**Task description:** Render every line of the material below as a Markdown table with two columns, Row and Entry. Number each row and skip any blank lines.

--------

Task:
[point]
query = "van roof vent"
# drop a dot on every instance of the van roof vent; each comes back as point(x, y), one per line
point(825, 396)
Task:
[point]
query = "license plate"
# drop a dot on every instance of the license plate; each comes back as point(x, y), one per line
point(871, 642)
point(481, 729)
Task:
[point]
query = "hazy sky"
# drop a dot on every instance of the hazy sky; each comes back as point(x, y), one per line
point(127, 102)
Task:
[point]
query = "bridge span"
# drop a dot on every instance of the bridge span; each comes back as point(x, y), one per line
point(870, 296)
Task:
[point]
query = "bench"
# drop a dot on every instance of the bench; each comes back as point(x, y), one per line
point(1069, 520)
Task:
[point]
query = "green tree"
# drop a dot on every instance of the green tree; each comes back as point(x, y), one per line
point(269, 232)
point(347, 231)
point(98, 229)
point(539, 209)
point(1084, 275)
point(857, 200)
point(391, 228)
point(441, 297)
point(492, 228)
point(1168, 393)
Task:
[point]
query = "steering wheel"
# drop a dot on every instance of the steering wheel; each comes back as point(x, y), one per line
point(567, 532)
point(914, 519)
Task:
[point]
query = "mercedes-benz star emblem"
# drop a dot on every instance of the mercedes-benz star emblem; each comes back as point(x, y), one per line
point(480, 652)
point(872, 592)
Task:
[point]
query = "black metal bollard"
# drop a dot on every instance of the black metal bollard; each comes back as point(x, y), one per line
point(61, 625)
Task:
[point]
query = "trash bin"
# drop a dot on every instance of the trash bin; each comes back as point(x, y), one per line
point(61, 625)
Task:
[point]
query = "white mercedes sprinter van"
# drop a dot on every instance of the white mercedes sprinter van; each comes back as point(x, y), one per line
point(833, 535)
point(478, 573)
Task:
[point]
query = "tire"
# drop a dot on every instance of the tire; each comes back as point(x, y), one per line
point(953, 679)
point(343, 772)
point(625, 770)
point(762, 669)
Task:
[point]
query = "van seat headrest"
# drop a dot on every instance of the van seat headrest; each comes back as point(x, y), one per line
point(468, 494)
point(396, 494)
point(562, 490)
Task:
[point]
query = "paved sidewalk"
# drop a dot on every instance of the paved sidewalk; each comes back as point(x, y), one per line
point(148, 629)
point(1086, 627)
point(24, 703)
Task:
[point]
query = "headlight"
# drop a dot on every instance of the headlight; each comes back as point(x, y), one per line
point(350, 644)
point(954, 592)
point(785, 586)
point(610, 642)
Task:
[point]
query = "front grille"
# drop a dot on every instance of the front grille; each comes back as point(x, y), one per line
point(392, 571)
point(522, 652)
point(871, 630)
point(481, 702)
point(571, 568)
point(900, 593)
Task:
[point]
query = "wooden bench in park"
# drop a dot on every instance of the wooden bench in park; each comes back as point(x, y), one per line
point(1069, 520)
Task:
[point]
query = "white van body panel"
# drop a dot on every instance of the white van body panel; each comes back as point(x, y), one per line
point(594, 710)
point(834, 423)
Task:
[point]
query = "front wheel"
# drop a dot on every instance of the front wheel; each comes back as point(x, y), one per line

--------

**Answer to the task:**
| Row | Entry |
|---|---|
| 1 | Task: |
| 2 | [point] |
| 3 | query = "van roof vent" |
| 4 | # drop a dot on every instance of the van roof vent; each comes back as point(x, y), one per line |
| 5 | point(825, 396) |
| 6 | Task: |
| 7 | [point] |
| 8 | query = "license plate" |
| 9 | # drop a dot on every instance of the license plate; each comes back as point(x, y), one per line |
| 10 | point(871, 642) |
| 11 | point(481, 729) |
| 12 | Task: |
| 13 | [point] |
| 14 | query = "hazy sky" |
| 15 | # drop a dot on every instance of the hazy sky; each comes back as point(x, y), one per line |
| 16 | point(127, 102) |
| 17 | Task: |
| 18 | [point] |
| 19 | query = "bridge span" |
| 20 | # drop a dot on every instance of the bridge span; each comes back as point(x, y), one per line |
| 21 | point(870, 296) |
| 22 | Task: |
| 23 | [point] |
| 24 | query = "bench" |
| 25 | # drop a dot on every instance of the bench; each comes back as point(x, y), one per line |
| 26 | point(1069, 520) |
| 27 | Task: |
| 28 | [point] |
| 29 | query = "green tree" |
| 30 | # drop a dot on every instance of the green tree; each comes back as point(x, y), one per line |
| 31 | point(269, 232) |
| 32 | point(347, 231) |
| 33 | point(98, 229) |
| 34 | point(539, 209) |
| 35 | point(1084, 275) |
| 36 | point(857, 200) |
| 37 | point(391, 228) |
| 38 | point(441, 297) |
| 39 | point(492, 228) |
| 40 | point(1168, 393) |
| 41 | Task: |
| 42 | [point] |
| 43 | query = "steering wheel" |
| 44 | # drop a dot on every instance of the steering wheel; each comes back as point(x, y), one per line |
| 45 | point(567, 532) |
| 46 | point(914, 519) |
| 47 | Task: |
| 48 | [point] |
| 49 | query = "mercedes-benz star emblem" |
| 50 | # drop a dot on every instance of the mercedes-benz star emblem; each comes back as point(x, y), one per line |
| 51 | point(480, 652) |
| 52 | point(872, 592) |
| 53 | Task: |
| 54 | [point] |
| 55 | query = "black metal bollard" |
| 56 | # drop a dot on every instance of the black metal bollard; each comes back as point(x, y), one per line |
| 57 | point(61, 625) |
| 58 | Task: |
| 59 | [point] |
| 60 | query = "trash bin" |
| 61 | # drop a dot on every instance of the trash bin; each comes back as point(x, y), one per line |
| 62 | point(61, 625) |
| 63 | Task: |
| 64 | [point] |
| 65 | query = "white mercedes sprinter van" |
| 66 | # drop a dot on every instance of the white mercedes sprinter van; each comes back as point(x, y), one per line |
| 67 | point(833, 535) |
| 68 | point(478, 573) |
| 69 | Task: |
| 70 | [point] |
| 71 | query = "tire" |
| 72 | # drop a dot on every instance of the tire; each comes back as point(x, y), one per line |
| 73 | point(953, 679) |
| 74 | point(343, 772) |
| 75 | point(625, 770) |
| 76 | point(762, 669) |
| 77 | Task: |
| 78 | [point] |
| 79 | query = "van seat headrest" |
| 80 | # drop a dot on every instance of the van seat headrest; each comes back as point(x, y), one per line |
| 81 | point(468, 494) |
| 82 | point(396, 494) |
| 83 | point(562, 490) |
| 84 | Task: |
| 85 | [point] |
| 86 | query = "paved sidewalk" |
| 87 | # drop a dot on every instance of the paved sidewalk; each comes back as point(x, y), one per line |
| 88 | point(148, 629) |
| 89 | point(1086, 627) |
| 90 | point(24, 703) |
| 91 | Task: |
| 92 | [point] |
| 93 | query = "headlight" |
| 94 | # drop a dot on every instance of the headlight; each comes back as point(x, y), one per line |
| 95 | point(350, 644) |
| 96 | point(954, 592) |
| 97 | point(785, 586) |
| 98 | point(610, 642) |
| 99 | Task: |
| 100 | [point] |
| 101 | query = "front grille" |
| 102 | # drop a dot on every instance of the front grille; each comes back as point(x, y), one per line |
| 103 | point(392, 571) |
| 104 | point(522, 652) |
| 105 | point(871, 630) |
| 106 | point(481, 702) |
| 107 | point(571, 568) |
| 108 | point(900, 593) |
| 109 | Task: |
| 110 | [point] |
| 111 | query = "wooden bench in park" |
| 112 | # drop a dot on every instance of the wooden bench in park; each comes back as point(x, y), one per line |
| 113 | point(1069, 520) |
| 114 | Task: |
| 115 | [point] |
| 116 | query = "white van body panel" |
| 117 | # drop a dot on every instance of the white van body panel; each comes back as point(x, y), one per line |
| 118 | point(594, 710) |
| 119 | point(834, 423) |
| 120 | Task: |
| 121 | [point] |
| 122 | query = "front wheel" |
| 123 | # drop a dot on every instance of the front wheel; each comes back as point(x, y), one per line |